Provided data:

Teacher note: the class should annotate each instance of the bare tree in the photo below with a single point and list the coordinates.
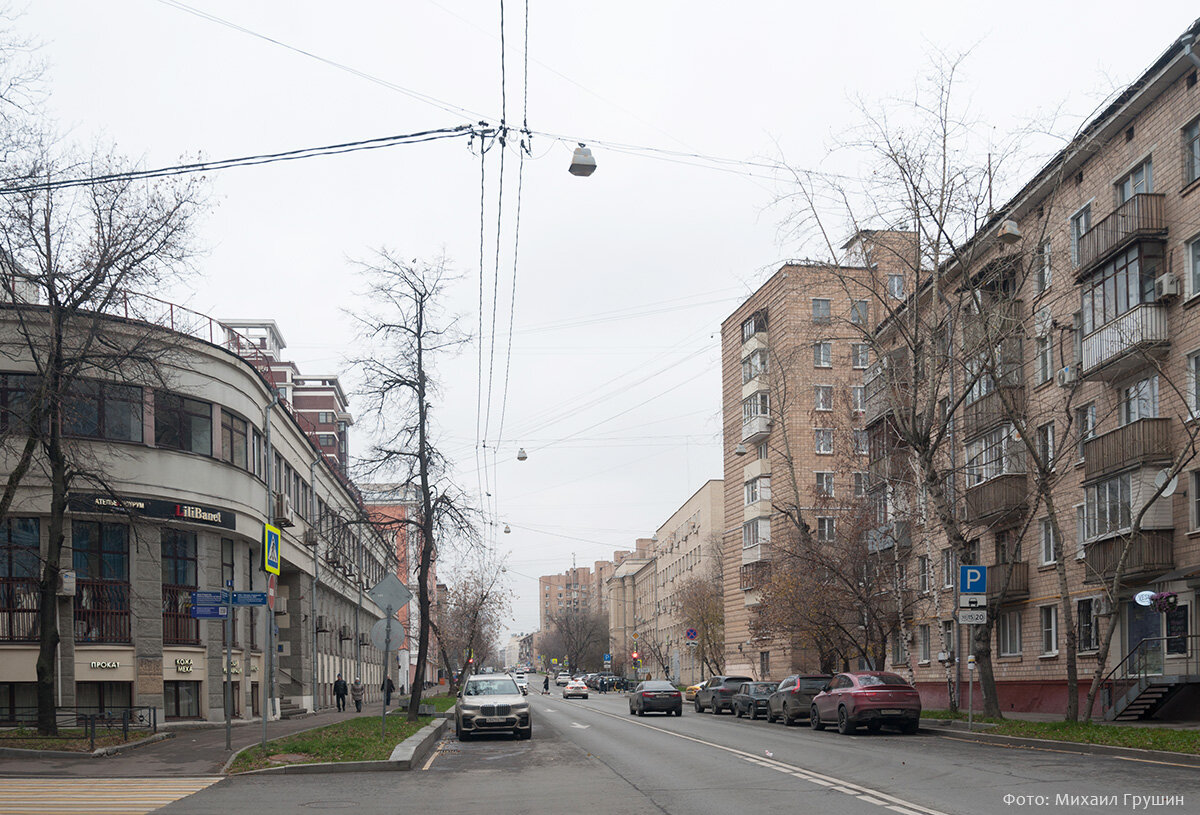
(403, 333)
...
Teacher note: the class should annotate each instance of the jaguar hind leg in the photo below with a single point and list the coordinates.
==
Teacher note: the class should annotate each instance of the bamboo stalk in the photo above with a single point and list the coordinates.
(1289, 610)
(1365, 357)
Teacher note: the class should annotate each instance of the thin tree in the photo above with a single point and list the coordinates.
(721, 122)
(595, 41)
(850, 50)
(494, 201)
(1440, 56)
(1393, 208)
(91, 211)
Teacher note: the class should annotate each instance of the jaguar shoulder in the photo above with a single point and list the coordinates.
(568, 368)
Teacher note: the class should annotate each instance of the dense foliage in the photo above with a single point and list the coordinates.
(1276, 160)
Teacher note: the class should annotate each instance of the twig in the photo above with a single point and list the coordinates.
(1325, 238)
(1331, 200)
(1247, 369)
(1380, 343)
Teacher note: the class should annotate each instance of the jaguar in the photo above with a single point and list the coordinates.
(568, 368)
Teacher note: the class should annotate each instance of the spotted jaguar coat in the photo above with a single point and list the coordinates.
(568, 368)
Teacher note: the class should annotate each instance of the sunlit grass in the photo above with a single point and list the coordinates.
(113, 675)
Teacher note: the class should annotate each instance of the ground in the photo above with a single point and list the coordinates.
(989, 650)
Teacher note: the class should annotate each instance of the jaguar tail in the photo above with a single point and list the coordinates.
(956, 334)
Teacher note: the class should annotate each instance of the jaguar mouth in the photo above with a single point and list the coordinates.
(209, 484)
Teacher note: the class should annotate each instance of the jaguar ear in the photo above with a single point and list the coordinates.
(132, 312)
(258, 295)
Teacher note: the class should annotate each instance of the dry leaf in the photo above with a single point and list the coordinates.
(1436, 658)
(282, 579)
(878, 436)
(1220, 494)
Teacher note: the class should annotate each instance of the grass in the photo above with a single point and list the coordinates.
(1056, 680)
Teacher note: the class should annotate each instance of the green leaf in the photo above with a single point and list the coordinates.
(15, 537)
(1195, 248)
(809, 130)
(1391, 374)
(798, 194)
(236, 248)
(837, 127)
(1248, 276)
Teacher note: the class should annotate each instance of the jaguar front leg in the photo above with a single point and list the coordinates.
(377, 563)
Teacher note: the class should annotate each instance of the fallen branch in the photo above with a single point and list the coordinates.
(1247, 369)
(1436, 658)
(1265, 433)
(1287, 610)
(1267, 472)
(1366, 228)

Set exercise: Report each line of the listing above that contains the word "below".

Response to the exercise:
Teacher note: the class should annotate each instance of the bare tree in the photo below with a single point and list the coordinates.
Teacher note: the class should annotate each instance of the jaguar hind leg in the photo below with a single point and list the coordinates.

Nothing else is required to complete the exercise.